Records supplied:

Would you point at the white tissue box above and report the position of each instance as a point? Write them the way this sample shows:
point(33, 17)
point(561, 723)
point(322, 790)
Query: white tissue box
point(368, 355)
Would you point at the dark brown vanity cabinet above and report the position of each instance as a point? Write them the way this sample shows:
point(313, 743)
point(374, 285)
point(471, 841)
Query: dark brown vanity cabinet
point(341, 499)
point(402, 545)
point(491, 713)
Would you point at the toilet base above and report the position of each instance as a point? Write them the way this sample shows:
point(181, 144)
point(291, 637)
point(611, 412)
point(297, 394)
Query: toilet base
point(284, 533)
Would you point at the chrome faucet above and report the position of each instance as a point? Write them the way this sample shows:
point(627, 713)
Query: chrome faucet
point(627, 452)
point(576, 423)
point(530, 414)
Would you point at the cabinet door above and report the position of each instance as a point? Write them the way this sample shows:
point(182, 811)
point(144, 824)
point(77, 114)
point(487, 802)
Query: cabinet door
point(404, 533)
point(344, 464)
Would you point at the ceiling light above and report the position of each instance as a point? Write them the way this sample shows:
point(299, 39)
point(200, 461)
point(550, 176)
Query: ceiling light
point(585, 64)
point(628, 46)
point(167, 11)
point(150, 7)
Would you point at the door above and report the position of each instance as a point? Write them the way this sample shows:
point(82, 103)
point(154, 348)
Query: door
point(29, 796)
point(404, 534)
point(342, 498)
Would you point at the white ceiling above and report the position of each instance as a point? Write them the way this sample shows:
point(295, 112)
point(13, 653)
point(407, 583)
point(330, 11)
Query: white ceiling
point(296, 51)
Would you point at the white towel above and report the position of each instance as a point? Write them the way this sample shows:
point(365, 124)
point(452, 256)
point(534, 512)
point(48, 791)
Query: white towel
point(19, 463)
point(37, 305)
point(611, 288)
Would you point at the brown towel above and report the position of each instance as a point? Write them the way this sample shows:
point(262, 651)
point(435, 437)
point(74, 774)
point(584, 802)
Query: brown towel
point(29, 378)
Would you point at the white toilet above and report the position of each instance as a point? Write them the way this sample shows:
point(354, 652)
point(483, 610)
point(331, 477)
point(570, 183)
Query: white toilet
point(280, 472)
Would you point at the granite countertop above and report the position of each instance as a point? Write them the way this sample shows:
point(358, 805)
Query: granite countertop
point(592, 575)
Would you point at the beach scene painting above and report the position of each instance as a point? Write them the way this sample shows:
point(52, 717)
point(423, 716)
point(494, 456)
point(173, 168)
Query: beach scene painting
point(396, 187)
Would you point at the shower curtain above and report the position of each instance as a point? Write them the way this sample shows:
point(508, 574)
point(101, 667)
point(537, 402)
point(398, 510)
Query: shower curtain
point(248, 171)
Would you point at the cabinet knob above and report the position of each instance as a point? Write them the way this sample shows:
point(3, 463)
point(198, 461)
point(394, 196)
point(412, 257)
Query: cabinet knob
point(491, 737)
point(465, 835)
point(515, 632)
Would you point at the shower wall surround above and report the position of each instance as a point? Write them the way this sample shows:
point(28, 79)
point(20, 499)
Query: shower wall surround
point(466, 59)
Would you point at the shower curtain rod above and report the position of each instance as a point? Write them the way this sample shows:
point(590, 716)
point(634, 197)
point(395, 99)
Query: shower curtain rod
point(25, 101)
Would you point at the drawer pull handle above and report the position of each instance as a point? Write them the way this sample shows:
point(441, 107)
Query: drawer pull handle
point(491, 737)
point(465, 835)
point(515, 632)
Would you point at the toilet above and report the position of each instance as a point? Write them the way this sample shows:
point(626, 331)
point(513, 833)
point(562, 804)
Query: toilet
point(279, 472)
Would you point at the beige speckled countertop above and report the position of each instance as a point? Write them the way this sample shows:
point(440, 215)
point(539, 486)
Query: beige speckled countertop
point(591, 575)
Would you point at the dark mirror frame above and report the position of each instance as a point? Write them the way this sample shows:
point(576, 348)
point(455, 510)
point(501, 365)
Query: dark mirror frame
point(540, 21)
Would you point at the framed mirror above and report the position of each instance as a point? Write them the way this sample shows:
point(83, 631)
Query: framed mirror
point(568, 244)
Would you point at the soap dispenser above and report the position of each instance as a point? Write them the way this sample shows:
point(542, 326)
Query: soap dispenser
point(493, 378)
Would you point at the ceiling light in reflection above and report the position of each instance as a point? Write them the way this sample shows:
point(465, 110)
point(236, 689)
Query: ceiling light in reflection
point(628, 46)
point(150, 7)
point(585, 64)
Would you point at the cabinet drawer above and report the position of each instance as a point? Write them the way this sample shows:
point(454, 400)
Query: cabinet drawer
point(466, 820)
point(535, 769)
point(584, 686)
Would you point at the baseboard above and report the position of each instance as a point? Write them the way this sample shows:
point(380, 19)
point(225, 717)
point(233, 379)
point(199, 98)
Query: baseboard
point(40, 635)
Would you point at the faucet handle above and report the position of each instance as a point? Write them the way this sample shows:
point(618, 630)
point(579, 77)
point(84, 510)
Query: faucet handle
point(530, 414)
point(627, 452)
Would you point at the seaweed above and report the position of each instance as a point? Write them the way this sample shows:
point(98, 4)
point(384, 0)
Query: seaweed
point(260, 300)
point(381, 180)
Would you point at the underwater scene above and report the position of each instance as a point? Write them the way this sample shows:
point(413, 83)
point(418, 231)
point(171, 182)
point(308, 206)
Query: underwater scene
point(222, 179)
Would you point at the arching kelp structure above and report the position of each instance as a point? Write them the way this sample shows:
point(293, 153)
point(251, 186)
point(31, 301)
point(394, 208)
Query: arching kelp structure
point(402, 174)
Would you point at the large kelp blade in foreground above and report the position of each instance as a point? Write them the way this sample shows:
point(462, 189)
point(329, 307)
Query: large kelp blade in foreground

Work required: From the beginning of the listing above down to the line with "point(297, 394)", every line should be restated exactly.

Task output:
Would you point at the white tissue box above and report the position of each instance as a point? Write them the way this sample shows:
point(33, 17)
point(561, 723)
point(322, 790)
Query: white tissue box
point(368, 355)
Would you point at the dark brown vanity cabinet above and report the position of each instance as a point? Write them the way this sample shows:
point(313, 743)
point(374, 285)
point(471, 841)
Query: dark brown vanity cabinet
point(341, 499)
point(402, 545)
point(491, 713)
Would you point at the toilet base above and report the position of each instance as a point? Write them the way this sample shows:
point(181, 144)
point(291, 637)
point(611, 412)
point(297, 394)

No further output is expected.